BEGIN Provided records

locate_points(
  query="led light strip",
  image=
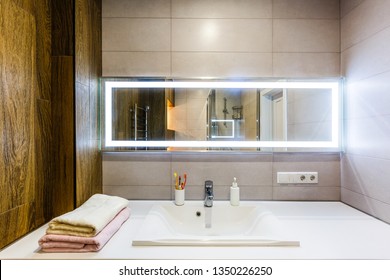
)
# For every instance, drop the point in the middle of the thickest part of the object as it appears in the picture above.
(333, 86)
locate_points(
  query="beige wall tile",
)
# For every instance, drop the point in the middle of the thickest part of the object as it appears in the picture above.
(369, 136)
(136, 8)
(306, 36)
(347, 6)
(365, 20)
(127, 34)
(221, 35)
(306, 9)
(366, 204)
(127, 64)
(368, 58)
(222, 173)
(368, 97)
(222, 9)
(197, 64)
(367, 176)
(136, 173)
(306, 64)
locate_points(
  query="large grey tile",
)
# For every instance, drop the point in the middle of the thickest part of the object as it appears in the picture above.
(139, 192)
(327, 166)
(222, 173)
(368, 58)
(222, 9)
(364, 21)
(308, 9)
(306, 65)
(369, 136)
(125, 64)
(368, 97)
(347, 6)
(366, 204)
(126, 34)
(131, 173)
(306, 36)
(136, 8)
(221, 64)
(222, 35)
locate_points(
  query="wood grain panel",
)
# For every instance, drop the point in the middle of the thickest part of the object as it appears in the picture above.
(88, 69)
(16, 222)
(17, 90)
(43, 160)
(43, 50)
(83, 41)
(17, 99)
(63, 135)
(63, 27)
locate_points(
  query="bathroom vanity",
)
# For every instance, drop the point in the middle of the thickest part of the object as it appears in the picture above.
(325, 230)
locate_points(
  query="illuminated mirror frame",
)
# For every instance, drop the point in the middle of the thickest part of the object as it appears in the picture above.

END Provided records

_Work to be completed_. Gather every line of the listing above that contains the string "tile", and copy each one in full. Case counts.

_The result_.
  query="beige wall tile",
  query="large grey tile",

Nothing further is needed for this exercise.